→ **Text block**:
# # # # # # #

Research Data

Leitlinien für den Umgang mit Forschungsdaten an der TU Hamburg

What is research data?

Almost every research process in any field will produce data. They arise as by experiments, measurements, surveys, interviews as well as by digitization or source research. Therefore primary or raw data can be of varying content. There will be measurement results and analysis data with the associated programs among them just as pictures and drawings or empirical data.

Research Data

.

Why should research data be published?

The storage and provision of data of research projects in addition to the publication of results is becoming increasingly important:

  • Research results will be transparent and verifiable in conjunction with the data used.
  • Reuse of data is possible. Thus, duplication of effort is avoided and instead new research ideas may emerge.
  • Securing and storing primary data is in accordance with good scientific practice. A corresponding recommendation is given in the Guidelines for Safeguarding Good Research Practice by Deutsche Forschungsgemeinschaft (DFG).

Also many project funders require for a data management plan and research data to be published. For example:

Data management planning

If your project involves data, then data management planning should be one of the early tasks in your project. Usually, these considerations are recorded in a data management plan (DMP). Depending on the project a DMP can vary between a few lines and a very comprehensive document. The following questions should be considered:

  • Are there any existing data that can be reused?
  • What kind of data is generated in the project?
  • How will data be organized?
  • Are there any administrative or legal aspects to consider?
  • How is the data published and made available for re-use of the community?
  • How are responsibilities defined?
  • What costs can be expected?

In Germany there are no set procedures for the preparation of a DMP yet. Two online tools have become well established internationally:

  • DMPonline:
    Provision by the UK Digital Curation Centre (DDC) with a strong focus on British requirements. But also suitable for Horizon 2020.

# # # # # # #

→ **Data supplied**:
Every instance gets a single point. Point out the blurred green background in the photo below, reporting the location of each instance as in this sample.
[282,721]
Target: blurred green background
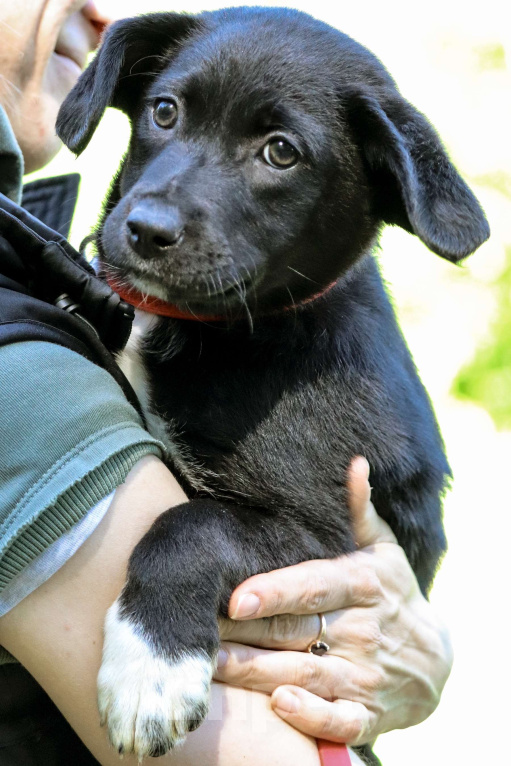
[453,61]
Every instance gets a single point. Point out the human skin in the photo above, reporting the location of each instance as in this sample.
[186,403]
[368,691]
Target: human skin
[364,632]
[390,654]
[44,50]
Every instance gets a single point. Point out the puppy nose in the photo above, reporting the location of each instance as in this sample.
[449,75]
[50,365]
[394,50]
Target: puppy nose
[153,230]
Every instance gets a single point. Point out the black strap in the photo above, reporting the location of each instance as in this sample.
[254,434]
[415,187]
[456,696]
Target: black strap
[39,269]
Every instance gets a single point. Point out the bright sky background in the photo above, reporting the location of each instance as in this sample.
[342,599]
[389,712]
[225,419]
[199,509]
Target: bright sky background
[453,61]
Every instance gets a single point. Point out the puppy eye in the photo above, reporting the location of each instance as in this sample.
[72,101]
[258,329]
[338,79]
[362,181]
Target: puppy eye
[165,113]
[280,154]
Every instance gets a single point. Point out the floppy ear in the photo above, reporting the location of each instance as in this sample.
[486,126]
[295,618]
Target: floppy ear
[416,185]
[131,47]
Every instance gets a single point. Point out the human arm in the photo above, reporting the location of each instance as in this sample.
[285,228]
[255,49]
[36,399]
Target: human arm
[56,632]
[390,654]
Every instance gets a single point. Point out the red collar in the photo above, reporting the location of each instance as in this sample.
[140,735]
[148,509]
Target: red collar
[156,306]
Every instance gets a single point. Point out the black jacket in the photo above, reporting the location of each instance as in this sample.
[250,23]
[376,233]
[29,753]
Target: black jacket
[48,291]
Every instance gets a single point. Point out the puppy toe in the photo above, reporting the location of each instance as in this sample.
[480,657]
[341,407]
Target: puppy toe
[149,702]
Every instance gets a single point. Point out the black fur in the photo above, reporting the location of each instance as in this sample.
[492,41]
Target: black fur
[273,403]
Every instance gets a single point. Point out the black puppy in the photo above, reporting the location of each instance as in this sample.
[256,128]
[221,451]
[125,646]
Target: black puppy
[267,151]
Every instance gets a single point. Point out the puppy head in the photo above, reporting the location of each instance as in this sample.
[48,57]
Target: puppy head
[267,149]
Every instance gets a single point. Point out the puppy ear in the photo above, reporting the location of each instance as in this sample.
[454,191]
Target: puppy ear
[416,185]
[132,50]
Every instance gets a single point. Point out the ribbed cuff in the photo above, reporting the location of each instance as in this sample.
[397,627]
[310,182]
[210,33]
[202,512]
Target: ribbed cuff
[70,508]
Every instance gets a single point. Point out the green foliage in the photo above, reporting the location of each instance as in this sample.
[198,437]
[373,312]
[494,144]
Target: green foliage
[486,380]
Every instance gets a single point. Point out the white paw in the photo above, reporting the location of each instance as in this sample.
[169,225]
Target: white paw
[148,703]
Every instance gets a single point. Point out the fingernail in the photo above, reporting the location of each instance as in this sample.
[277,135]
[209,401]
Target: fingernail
[248,605]
[287,702]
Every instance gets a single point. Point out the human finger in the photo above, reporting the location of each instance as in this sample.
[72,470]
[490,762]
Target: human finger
[342,720]
[329,676]
[284,631]
[307,588]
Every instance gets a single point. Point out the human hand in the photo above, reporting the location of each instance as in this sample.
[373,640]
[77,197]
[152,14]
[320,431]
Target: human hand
[389,656]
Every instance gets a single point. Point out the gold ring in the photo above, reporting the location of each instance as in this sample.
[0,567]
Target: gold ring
[319,646]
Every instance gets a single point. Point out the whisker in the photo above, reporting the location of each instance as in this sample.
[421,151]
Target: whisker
[303,275]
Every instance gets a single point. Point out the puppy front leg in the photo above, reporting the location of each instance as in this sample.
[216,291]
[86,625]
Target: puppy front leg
[161,635]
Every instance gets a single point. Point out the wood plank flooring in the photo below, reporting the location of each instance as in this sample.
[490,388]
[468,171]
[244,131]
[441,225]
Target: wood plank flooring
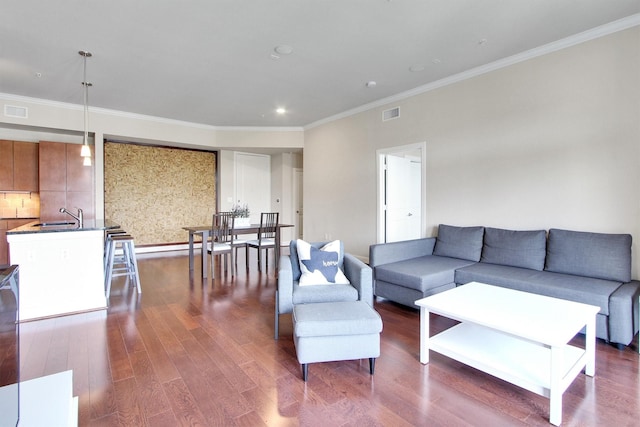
[189,352]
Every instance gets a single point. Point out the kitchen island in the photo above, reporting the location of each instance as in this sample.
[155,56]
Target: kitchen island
[61,267]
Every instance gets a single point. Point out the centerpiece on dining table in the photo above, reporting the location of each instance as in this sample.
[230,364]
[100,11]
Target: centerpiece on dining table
[241,213]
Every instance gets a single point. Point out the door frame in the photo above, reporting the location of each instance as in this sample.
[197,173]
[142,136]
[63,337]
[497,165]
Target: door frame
[380,167]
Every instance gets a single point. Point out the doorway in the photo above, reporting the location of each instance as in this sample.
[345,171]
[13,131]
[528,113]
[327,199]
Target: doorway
[253,183]
[297,203]
[401,193]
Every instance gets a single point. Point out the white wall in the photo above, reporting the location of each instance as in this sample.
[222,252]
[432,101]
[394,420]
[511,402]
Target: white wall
[64,122]
[552,142]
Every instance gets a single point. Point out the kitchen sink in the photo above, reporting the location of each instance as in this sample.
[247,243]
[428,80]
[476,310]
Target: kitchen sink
[54,224]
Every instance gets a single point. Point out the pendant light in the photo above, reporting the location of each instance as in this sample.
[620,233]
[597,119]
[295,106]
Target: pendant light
[85,152]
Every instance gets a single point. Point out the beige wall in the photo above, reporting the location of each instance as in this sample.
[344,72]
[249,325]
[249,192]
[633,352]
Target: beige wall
[550,142]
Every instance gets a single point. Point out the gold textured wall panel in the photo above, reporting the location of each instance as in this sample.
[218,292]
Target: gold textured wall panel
[152,192]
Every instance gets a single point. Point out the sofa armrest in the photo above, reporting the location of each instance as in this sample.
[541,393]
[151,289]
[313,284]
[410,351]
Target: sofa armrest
[385,253]
[360,276]
[623,313]
[285,285]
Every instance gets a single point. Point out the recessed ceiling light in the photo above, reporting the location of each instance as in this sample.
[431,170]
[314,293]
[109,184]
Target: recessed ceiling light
[283,49]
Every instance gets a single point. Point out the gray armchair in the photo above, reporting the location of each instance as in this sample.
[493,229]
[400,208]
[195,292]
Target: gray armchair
[289,293]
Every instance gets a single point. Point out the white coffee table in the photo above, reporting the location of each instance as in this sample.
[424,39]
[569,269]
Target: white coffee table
[517,336]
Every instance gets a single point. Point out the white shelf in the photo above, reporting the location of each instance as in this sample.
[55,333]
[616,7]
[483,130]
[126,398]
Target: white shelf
[521,362]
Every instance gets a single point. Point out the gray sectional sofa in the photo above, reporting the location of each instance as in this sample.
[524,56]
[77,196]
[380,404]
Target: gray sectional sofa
[591,268]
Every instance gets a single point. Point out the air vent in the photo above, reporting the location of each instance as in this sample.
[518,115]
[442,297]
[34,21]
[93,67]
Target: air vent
[17,112]
[390,114]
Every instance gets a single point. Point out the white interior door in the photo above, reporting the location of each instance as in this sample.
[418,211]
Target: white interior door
[297,203]
[253,183]
[403,201]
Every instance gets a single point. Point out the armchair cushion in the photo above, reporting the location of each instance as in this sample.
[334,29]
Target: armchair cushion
[320,266]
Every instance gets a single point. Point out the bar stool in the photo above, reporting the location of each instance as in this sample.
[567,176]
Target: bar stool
[127,265]
[107,244]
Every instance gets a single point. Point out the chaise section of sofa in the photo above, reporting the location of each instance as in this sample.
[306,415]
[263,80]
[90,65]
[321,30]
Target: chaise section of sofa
[592,268]
[407,271]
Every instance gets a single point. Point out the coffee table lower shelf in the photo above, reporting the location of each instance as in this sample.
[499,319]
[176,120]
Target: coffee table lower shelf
[513,359]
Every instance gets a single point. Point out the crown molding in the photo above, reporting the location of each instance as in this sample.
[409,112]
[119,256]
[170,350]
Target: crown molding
[592,34]
[142,117]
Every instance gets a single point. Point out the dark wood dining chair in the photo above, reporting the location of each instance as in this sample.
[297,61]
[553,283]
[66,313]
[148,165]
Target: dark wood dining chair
[221,242]
[237,242]
[266,238]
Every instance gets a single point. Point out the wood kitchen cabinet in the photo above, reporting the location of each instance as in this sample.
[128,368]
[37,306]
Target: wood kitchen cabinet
[18,166]
[64,181]
[6,165]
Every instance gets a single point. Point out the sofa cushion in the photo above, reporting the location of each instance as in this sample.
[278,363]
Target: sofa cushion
[526,249]
[604,256]
[421,273]
[586,290]
[459,242]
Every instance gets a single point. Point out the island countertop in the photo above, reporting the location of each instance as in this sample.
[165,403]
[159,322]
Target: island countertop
[63,226]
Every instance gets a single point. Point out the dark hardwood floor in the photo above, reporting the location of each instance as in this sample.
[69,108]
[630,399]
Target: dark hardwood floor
[188,352]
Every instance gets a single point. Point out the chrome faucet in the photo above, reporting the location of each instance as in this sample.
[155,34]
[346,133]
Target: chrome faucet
[78,218]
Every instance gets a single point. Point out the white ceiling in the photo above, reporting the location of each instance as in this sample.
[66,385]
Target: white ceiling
[210,61]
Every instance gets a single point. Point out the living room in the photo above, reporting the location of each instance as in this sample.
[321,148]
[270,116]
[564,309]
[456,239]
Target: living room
[546,139]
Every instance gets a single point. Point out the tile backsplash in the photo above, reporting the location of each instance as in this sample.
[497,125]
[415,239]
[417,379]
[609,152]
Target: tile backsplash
[19,205]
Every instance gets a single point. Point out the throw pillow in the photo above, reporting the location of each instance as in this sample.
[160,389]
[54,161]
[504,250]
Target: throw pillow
[320,266]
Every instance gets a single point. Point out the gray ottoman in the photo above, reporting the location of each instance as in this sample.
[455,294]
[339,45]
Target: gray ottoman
[331,331]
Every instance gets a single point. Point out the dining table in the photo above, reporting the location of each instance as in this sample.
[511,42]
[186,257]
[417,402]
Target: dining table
[206,230]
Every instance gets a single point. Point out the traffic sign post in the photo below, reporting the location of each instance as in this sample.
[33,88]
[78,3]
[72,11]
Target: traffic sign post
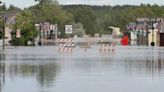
[68,29]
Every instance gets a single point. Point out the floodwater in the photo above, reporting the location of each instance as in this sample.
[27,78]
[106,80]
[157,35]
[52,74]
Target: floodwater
[44,69]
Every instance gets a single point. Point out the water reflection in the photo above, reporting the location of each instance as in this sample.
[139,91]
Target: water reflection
[77,72]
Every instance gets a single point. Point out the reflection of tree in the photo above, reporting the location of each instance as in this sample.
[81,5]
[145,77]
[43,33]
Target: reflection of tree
[46,74]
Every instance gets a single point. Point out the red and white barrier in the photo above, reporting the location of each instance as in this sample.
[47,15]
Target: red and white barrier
[107,47]
[65,49]
[65,40]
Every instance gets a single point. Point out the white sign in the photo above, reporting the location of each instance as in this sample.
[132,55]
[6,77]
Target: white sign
[68,29]
[53,27]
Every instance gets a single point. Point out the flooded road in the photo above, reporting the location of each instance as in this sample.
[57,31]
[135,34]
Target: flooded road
[44,69]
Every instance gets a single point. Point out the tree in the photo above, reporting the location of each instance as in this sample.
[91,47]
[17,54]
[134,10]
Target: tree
[78,29]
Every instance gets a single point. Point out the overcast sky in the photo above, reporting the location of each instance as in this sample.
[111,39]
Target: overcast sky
[26,3]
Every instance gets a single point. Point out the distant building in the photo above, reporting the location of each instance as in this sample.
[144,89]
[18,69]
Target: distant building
[147,31]
[9,18]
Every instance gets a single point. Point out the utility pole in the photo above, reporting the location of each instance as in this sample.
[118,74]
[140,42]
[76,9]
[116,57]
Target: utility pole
[3,32]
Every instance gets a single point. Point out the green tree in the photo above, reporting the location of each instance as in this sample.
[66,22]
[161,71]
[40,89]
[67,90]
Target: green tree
[78,29]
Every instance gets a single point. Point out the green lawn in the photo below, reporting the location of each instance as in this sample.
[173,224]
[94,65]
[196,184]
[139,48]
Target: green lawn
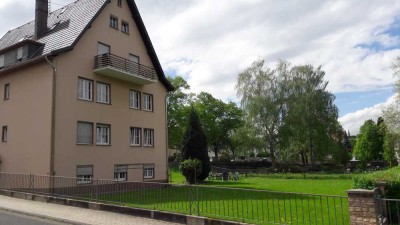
[310,183]
[316,198]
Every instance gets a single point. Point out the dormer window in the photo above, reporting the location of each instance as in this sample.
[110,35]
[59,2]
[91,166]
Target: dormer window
[20,53]
[1,61]
[125,27]
[114,22]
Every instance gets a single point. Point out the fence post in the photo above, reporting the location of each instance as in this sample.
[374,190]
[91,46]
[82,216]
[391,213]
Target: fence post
[363,207]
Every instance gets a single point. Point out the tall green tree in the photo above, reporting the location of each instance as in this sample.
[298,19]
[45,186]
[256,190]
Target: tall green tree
[368,146]
[263,94]
[388,142]
[178,108]
[194,145]
[220,120]
[310,123]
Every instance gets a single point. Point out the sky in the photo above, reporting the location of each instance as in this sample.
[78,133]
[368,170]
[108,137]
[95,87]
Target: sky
[210,42]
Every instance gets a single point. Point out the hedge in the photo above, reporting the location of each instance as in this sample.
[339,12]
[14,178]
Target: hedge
[370,181]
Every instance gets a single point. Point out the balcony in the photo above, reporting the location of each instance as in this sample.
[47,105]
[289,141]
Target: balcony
[120,68]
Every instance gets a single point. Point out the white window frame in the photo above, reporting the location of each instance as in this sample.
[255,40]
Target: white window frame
[134,99]
[20,52]
[91,134]
[84,178]
[124,27]
[7,89]
[113,21]
[120,173]
[103,134]
[103,93]
[148,137]
[148,171]
[1,61]
[4,134]
[135,138]
[148,102]
[85,89]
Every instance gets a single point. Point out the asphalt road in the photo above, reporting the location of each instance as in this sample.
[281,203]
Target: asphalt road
[10,218]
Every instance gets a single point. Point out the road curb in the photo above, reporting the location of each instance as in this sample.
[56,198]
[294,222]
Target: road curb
[42,216]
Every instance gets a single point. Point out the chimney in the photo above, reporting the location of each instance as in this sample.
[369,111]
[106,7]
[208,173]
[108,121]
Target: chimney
[41,14]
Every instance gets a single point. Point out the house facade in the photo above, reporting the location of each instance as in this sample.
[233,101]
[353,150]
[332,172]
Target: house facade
[84,95]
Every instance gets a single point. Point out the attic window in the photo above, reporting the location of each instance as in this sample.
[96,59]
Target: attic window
[63,10]
[24,38]
[19,53]
[54,26]
[114,22]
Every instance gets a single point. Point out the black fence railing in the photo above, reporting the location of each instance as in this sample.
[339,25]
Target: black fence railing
[388,211]
[117,62]
[243,205]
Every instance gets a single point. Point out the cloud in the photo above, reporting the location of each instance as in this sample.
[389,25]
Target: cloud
[220,39]
[353,121]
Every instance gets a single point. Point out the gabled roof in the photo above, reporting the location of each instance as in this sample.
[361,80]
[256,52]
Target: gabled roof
[68,24]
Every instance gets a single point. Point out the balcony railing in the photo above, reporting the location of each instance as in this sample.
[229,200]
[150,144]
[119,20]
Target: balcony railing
[121,68]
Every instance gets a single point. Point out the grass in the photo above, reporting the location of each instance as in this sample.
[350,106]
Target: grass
[250,206]
[299,183]
[316,198]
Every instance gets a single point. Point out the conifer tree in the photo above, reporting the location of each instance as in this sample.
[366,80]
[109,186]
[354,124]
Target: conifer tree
[195,144]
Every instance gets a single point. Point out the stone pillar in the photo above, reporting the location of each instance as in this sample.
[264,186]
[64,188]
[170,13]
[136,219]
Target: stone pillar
[362,207]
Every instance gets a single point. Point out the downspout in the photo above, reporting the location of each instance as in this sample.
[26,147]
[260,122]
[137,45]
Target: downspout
[53,118]
[166,136]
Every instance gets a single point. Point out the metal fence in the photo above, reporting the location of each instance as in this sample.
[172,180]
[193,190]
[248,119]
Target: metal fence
[243,205]
[388,211]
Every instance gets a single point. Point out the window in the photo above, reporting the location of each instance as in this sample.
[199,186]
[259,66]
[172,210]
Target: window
[134,58]
[102,49]
[84,174]
[1,61]
[85,89]
[114,22]
[7,91]
[135,136]
[103,134]
[84,133]
[125,27]
[148,102]
[120,173]
[148,137]
[20,51]
[4,134]
[134,100]
[103,93]
[148,171]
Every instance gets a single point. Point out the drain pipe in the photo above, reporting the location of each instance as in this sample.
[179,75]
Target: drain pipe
[53,117]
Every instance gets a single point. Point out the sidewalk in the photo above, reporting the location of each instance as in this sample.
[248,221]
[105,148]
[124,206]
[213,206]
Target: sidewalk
[73,215]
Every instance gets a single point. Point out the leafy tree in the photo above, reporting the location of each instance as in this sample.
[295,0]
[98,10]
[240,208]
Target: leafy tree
[191,170]
[244,141]
[178,110]
[311,124]
[220,120]
[368,144]
[388,142]
[194,145]
[263,96]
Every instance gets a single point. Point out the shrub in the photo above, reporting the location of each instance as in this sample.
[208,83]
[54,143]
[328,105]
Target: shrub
[370,181]
[191,169]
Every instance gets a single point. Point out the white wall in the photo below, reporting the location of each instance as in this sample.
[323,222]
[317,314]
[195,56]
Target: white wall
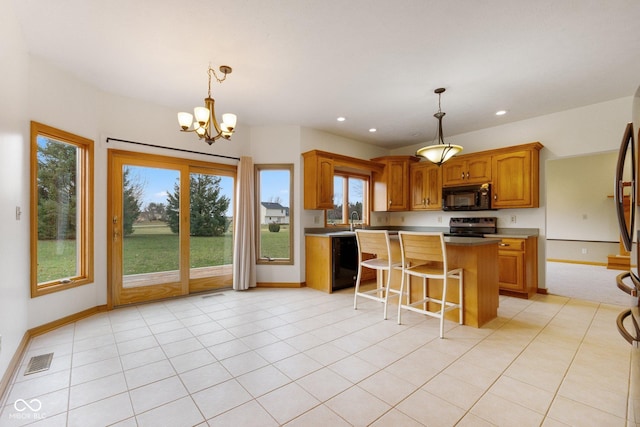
[591,129]
[14,178]
[33,89]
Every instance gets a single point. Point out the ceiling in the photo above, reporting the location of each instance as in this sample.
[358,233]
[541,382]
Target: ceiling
[375,62]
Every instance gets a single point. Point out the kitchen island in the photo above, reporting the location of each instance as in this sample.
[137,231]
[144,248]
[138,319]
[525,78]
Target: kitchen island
[477,256]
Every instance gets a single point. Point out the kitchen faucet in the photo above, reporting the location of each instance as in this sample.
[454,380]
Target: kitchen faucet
[352,227]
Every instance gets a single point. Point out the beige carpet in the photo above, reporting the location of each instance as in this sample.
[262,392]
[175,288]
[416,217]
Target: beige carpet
[588,282]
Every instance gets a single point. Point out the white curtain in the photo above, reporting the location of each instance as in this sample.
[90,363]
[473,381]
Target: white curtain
[244,244]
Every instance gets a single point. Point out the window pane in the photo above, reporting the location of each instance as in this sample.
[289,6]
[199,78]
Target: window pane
[356,199]
[274,212]
[211,210]
[57,214]
[336,215]
[149,245]
[61,210]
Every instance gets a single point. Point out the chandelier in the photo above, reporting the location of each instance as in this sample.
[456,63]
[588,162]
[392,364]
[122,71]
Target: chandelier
[205,123]
[439,152]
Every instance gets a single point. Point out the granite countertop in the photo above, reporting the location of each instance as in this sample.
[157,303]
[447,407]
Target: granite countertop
[503,233]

# # # # # # #

→ **Required work**:
1. From the research data page, return the stretch from "Also many project" through "of the community?", word for word.
2. According to the research data page, whose guidelines recommend securing and storing primary data?
Rely on the research data page alone.

→ **Responses by task**:
1.
Also many project funders require for a data management plan and research data to be published. For example:

Data management planning

If your project involves data, then data management planning should be one of the early tasks in your project. Usually, these considerations are recorded in a data management plan (DMP). Depending on the project a DMP can vary between a few lines and a very comprehensive document. The following questions should be considered:

  • Are there any existing data that can be reused?
  • What kind of data is generated in the project?
  • How will data be organized?
  • Are there any administrative or legal aspects to consider?
  • How is the data published and made available for re-use of the community?

2. The Deutsche Forschungsgemeinschaft (DFG), in its Guidelines for Safeguarding Good Research Practice.